The pictures stay out; all of the data is to be printed exactly.

-------

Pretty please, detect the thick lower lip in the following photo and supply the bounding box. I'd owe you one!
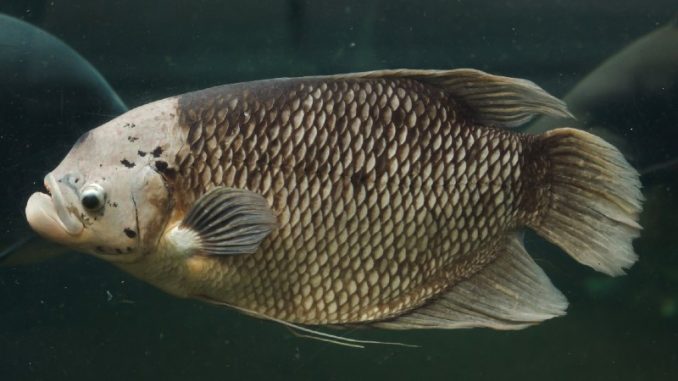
[25,192,81,243]
[44,174,84,235]
[25,174,84,240]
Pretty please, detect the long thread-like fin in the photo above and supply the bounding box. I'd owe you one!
[529,128,643,276]
[196,296,418,349]
[374,234,568,330]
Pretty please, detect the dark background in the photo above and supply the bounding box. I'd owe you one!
[0,1,677,380]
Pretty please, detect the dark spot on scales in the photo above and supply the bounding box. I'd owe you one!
[138,150,147,157]
[115,248,122,254]
[151,146,163,157]
[351,170,368,187]
[95,246,105,253]
[128,136,139,142]
[121,159,135,168]
[375,153,388,173]
[123,228,137,238]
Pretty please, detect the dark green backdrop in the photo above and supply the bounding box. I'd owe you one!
[1,1,676,380]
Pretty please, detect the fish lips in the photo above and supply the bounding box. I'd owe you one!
[25,174,84,242]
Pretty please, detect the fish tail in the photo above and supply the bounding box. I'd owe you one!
[527,128,643,276]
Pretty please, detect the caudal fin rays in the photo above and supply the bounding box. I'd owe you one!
[530,128,643,276]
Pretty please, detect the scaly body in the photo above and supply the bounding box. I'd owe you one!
[26,69,642,331]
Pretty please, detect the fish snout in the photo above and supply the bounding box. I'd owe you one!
[25,174,84,243]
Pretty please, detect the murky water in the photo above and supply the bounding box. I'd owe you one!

-------

## Solution to the exercise
Pretty please, detect the thick lower lip in the following photo and supply the bounding box. I'd owe you one!
[25,192,81,243]
[44,174,84,235]
[25,174,84,240]
Pretty please, detect the long thread-like fin in the photo above and supply the bounding box. I'd owe you one!
[529,128,643,276]
[196,296,418,349]
[374,234,568,330]
Pretty please, detect the dark background in the photo above and supply the bounding box. I'd owe you one!
[0,1,677,380]
Pretty please, detect the dark spot on scales in the photo above and supply the bounding box. I'd owe you one!
[138,150,147,157]
[115,248,122,254]
[151,146,163,157]
[351,170,368,187]
[95,246,105,253]
[128,136,139,142]
[121,159,135,168]
[375,153,388,173]
[123,228,137,238]
Pretty please, detect the dark green backdrop in the photo above and supply the bounding box. I'd owe you one!
[1,1,676,380]
Pretty please, detect the fish lips in the photo above and supply the bounding box. I'd owe you one!
[25,174,84,242]
Pretty please, detect the fish tail in the photo above and supply the bounding box. I'd owe you one!
[527,128,643,276]
Pretty please, detect the caudal fin rays in the photo above and supply the bounding box. I'd owe you one!
[530,128,643,276]
Pretty please, detect the scaly body in the photo above and supply the bounding box. I'd owe you one!
[26,69,642,331]
Pretty please, detect the fish snout in the photo above and supply the bounding box. I'd owe you one!
[25,174,84,243]
Pretty please, detect the murky water in the photo above and supply the bounding box. I'd owe you one!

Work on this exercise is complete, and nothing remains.